▶ _Exercise task_
Reproduce word for word the passage of the dust collector thread from "I just bought" to "review and advice.".

▶ _Text_
---+---

The most common mods to improve its efficiency are the Wynn filter (improved filtration, and air flow), a Thien baffle, in my case I put mine in a pre separator, but doesn't have to be, that will keep it from plugging the filter too fast… Another is one I haven't done yet, called a "Stove Pipe Mod" which is where you take 5" adjustable stove pipe elbows and replace teh flexible hose between the impeller and inlet ring. It eliminates all those deep ridges in the hose which slow down air, smoothes out the bend too, this is reported to have a huge positive impact on air flow from those that have done it. I have seen guys replace the intake flange with a shop made flange with a 6" port for hooking up to 6" pipe.

I have mine set up using a 20' flex hose, and it works fine, but would work better with hard plumbing, and far less hose, which is my eventual goal. My longest plumbing run will be right at 20'. I have seen guys with upwards of 30' runs using this DC without problem…


----------



## PhineasWhipsnake

I just bought one of these DCs last weekend ($159 w/coupon) and ordered a Wynn filter this morning. I'll probably do the "Stovepipe Mod" later. After installing a longer #12 power cord and cutting out the inlet grate,(good bye warranty) I was pretty impressed with its power (feels like it could 'suck start' a Harley!) I always hate myself for buying anything from Harbor Freight, but this machine was too good a buy to pass up. Thanks for the review and advice.


----------



## b2rtch

I think that better than the stove pipe, you could do one of two things: mount the motor right onto the main body ( this has already been done) by raisin the motor on a home bracket/mount and rotating it 90 degrees or use ABS or PVC pipes, which are smooth inside.


----------



## los

Hey Lumberjocks! This DC is on sale right now for $139. Add on the 20% off coupon = $111 and change(add tax too). I have mine on old for tomorrow!


----------



## BuilderMan

This is a great review and is how I found this site. I found this dust collector on sale at Harbor Freight but was not sure about it so I went home and searched the Internet. After reading this review I went back and purchased the unit. It is such an upgrade from the Shopvac I was using. I do have the 20-amp circuit for the unit but I was wondering if the PSI Woodworking Long Ranger dust collector remote switch would work okay with the new model because of the higher amp motor.


----------



## dbhost

I am not familiar with that one. To be honest, I simply leave the switch on, and turn it on / off by plugging / unplugging the power cord. Probably NOT my best / brightest idea. But it works for me.


----------



## BuilderMan

Okay, thanks. I just find myself not turning the dust collector on if I am going to cut only a few pieces of wood at a time off and on throughout the day. I thought that if I had a remote switch on my belt I might do what I should. Thanks again for the detailed review.

---+---

▶ _Recorded information_
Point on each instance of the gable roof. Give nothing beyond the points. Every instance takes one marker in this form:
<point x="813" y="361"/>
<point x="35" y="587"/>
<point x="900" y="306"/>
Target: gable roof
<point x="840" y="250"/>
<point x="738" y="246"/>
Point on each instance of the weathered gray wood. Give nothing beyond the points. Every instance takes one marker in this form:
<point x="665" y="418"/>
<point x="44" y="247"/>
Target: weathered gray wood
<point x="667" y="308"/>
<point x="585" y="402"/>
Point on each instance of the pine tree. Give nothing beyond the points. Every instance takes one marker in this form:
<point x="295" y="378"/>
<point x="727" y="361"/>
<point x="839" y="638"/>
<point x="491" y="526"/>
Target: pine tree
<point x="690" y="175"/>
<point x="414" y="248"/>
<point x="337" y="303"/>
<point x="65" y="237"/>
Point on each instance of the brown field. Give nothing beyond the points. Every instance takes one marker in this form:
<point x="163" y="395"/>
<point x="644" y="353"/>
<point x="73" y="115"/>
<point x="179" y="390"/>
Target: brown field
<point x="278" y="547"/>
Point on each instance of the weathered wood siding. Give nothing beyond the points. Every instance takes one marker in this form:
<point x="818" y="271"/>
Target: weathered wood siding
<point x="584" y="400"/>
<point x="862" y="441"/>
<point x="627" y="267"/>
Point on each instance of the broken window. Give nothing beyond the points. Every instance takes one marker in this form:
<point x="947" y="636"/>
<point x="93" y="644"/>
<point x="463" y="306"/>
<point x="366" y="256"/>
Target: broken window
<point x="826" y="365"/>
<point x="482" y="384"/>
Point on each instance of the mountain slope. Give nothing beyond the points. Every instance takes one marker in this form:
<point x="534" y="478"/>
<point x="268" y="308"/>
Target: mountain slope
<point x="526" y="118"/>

---+---

▶ _Finished answer_
I just bought one of these DCs last weekend ($159 w/coupon) and ordered a Wynn filter this morning. I'll probably do the "Stovepipe Mod" later. After installing a longer #12 power cord and cutting out the inlet grate,(good bye warranty) I was pretty impressed with its power (feels like it could 'suck start' a Harley!) I always hate myself for buying anything from Harbor Freight, but this machine was too good a buy to pass up. Thanks for the review and advice.